Instructions to follow: Rewrite everything from the line containing "Task: for the greenhouse-bench survey, tag the wooden" down to the end of the material below. Leave the requests unchanged, multiply each point coordinate in the answers by 2.6, round to whole numbers with halves going up, and give only those lines.

Provided records:
* * * * * * * * *
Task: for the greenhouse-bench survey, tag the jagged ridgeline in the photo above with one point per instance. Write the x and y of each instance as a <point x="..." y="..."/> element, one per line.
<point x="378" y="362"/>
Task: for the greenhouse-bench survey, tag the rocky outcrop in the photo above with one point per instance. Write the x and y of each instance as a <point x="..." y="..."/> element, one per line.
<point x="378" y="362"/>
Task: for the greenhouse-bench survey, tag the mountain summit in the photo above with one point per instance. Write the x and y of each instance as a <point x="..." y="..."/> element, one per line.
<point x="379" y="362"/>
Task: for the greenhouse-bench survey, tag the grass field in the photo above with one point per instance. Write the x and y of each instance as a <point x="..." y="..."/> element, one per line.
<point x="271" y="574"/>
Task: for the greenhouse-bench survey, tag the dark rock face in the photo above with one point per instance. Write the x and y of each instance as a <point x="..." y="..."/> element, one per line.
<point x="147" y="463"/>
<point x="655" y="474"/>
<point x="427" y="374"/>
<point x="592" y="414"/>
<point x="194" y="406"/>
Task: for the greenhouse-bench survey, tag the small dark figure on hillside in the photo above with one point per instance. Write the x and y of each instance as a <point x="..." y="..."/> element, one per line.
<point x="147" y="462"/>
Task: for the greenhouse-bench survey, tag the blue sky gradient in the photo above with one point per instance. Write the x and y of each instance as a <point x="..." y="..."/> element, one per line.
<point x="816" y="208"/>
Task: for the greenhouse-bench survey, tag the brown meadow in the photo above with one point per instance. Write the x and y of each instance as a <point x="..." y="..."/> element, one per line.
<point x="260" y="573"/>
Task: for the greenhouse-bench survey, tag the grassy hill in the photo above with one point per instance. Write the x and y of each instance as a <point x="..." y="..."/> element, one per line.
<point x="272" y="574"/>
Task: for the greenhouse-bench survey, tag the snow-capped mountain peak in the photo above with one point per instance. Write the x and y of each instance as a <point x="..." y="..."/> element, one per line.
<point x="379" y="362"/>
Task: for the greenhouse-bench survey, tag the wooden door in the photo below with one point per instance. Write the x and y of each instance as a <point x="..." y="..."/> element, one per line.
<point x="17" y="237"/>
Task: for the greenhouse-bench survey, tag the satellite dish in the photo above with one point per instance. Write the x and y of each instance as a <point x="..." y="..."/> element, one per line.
* * * * * * * * *
Written response:
Task: for the greenhouse-bench survey, tag the wooden door in the photo below with one point per instance. Write the x and y of each instance as a <point x="..." y="..."/> element, one per line.
<point x="44" y="616"/>
Task: for the greenhouse-bench survey, tag the satellite dish in the photo above with one point per instance. Write the x and y of each instance as a <point x="..." y="..."/> element, one per line.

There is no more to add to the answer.